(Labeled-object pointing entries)

** begin **

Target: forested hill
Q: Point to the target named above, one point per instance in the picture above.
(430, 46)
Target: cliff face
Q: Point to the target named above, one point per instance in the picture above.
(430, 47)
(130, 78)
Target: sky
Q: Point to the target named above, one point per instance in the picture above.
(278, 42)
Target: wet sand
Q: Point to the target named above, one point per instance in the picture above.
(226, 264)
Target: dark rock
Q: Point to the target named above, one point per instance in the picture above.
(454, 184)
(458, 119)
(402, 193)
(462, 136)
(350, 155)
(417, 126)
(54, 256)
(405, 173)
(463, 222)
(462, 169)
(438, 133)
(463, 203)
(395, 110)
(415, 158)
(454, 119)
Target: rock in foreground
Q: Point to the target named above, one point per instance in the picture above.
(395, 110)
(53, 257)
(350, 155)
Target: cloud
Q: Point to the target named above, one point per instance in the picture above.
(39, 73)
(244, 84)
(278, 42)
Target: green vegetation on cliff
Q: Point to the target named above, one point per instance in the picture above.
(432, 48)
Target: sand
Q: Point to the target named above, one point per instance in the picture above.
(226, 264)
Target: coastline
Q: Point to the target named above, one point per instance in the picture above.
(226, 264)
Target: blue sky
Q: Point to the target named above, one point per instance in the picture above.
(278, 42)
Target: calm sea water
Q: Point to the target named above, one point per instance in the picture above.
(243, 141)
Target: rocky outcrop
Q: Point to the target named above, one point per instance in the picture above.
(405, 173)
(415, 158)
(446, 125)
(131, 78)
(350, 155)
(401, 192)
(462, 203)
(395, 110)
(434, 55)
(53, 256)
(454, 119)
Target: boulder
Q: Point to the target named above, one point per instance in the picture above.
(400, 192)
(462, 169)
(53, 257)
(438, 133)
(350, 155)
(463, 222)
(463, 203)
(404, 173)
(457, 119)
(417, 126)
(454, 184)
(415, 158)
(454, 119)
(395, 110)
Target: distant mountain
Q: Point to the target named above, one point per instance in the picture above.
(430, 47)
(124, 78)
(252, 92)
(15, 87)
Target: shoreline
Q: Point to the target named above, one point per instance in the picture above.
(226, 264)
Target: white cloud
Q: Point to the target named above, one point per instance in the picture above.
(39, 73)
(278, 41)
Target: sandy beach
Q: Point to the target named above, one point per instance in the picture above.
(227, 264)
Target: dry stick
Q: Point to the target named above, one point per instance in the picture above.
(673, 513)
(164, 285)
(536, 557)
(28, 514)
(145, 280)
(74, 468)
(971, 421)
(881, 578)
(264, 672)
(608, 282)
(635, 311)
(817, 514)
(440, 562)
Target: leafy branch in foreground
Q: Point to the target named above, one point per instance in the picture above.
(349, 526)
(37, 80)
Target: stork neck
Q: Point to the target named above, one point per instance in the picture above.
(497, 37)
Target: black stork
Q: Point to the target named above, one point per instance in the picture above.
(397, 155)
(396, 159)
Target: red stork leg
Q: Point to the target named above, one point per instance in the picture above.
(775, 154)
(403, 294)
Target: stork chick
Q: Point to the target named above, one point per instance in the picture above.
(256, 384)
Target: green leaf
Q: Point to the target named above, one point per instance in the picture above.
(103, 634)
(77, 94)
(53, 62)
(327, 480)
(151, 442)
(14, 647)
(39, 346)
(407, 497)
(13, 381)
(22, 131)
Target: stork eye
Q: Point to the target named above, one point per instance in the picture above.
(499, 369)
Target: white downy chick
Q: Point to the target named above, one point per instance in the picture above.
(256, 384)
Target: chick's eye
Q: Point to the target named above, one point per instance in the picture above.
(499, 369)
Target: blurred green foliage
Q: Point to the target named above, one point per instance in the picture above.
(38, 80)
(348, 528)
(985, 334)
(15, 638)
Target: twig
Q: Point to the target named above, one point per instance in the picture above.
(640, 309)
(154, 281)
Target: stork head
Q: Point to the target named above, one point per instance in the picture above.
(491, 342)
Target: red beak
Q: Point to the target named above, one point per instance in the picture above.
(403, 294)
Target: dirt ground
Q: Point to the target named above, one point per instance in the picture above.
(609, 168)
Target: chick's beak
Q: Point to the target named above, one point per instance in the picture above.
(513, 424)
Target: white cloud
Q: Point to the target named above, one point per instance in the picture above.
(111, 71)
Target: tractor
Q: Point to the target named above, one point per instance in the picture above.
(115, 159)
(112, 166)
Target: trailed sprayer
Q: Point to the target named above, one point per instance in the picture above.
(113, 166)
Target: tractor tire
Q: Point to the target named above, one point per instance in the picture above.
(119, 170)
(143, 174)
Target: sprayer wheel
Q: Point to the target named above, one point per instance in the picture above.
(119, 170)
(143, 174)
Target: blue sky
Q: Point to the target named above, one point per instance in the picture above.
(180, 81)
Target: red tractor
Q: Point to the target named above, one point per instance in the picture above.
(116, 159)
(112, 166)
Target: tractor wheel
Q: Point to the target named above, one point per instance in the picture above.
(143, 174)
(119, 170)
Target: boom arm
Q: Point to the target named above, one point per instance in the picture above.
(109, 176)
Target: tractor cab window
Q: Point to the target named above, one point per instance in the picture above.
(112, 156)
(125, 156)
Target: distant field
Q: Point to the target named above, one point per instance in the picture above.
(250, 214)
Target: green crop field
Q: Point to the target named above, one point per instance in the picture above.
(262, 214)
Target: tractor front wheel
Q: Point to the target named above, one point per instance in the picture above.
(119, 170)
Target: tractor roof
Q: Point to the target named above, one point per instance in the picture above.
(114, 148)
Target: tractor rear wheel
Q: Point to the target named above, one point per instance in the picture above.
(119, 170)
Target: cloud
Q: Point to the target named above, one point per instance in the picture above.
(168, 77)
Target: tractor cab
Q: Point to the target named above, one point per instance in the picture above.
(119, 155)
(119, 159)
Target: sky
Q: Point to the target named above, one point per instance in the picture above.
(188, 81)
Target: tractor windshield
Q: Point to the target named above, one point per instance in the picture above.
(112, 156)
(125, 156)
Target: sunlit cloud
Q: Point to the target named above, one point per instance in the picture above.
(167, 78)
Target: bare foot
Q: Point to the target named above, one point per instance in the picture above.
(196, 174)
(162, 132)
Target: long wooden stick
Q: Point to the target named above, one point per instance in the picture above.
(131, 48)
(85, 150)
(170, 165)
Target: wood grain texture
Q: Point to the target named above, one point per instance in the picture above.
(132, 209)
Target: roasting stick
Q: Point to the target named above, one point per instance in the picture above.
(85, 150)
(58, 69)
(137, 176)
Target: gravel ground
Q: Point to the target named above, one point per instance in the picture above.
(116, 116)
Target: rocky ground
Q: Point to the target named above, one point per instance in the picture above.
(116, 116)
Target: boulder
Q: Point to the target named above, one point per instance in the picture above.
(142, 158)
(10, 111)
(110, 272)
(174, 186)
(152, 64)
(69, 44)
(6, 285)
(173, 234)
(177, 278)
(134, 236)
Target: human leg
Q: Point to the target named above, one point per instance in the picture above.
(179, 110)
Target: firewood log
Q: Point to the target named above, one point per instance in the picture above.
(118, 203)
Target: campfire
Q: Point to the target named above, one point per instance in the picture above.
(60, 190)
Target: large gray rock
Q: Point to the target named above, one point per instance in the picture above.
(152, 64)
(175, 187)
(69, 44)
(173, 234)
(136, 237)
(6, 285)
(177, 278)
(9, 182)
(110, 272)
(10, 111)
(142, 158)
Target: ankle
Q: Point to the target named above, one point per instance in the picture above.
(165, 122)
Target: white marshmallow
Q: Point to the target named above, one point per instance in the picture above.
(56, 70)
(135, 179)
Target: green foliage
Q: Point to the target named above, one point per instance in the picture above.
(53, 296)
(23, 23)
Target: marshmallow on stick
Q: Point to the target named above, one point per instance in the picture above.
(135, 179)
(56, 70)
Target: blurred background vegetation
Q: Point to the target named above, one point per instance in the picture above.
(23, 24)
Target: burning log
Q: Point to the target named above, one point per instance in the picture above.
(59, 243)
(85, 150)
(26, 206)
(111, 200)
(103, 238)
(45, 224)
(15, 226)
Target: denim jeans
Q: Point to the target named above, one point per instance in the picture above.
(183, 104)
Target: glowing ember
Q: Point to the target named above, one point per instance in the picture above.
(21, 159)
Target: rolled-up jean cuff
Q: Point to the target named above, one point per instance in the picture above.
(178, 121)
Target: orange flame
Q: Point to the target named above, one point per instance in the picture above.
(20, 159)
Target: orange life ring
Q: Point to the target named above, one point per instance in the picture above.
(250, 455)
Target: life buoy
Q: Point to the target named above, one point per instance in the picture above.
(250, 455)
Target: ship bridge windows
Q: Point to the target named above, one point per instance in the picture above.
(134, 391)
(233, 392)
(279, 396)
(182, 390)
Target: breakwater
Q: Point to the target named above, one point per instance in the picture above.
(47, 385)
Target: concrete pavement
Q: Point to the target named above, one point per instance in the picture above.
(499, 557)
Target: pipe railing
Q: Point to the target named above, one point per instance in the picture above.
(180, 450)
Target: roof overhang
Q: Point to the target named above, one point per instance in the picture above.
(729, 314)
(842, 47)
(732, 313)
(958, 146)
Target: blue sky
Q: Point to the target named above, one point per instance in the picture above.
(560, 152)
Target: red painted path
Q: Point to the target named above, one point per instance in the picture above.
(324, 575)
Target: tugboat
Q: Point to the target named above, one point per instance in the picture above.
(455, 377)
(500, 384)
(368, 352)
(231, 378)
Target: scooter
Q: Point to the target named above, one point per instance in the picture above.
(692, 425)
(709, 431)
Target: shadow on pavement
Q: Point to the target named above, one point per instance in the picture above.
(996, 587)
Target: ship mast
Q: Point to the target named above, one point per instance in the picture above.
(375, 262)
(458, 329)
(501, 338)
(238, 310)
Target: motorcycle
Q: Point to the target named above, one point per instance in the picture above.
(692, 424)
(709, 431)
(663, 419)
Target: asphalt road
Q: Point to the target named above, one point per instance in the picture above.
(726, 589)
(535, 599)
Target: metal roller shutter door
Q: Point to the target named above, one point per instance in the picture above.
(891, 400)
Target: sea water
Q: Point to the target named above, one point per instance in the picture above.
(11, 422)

** end **

SET TASK: From the line with "Target: metal roller shutter door" up to and including the last line of the data above, give each line as an item in a JSON list of strings, leaving out blank lines.

THE OUTPUT:
[
  "Target: metal roller shutter door",
  "Q: Point to the target named above, one point per instance in the picture above.",
  "(891, 400)",
  "Target: sea water",
  "Q: Point to the target named above, one point per instance in the picture above.",
  "(11, 422)"
]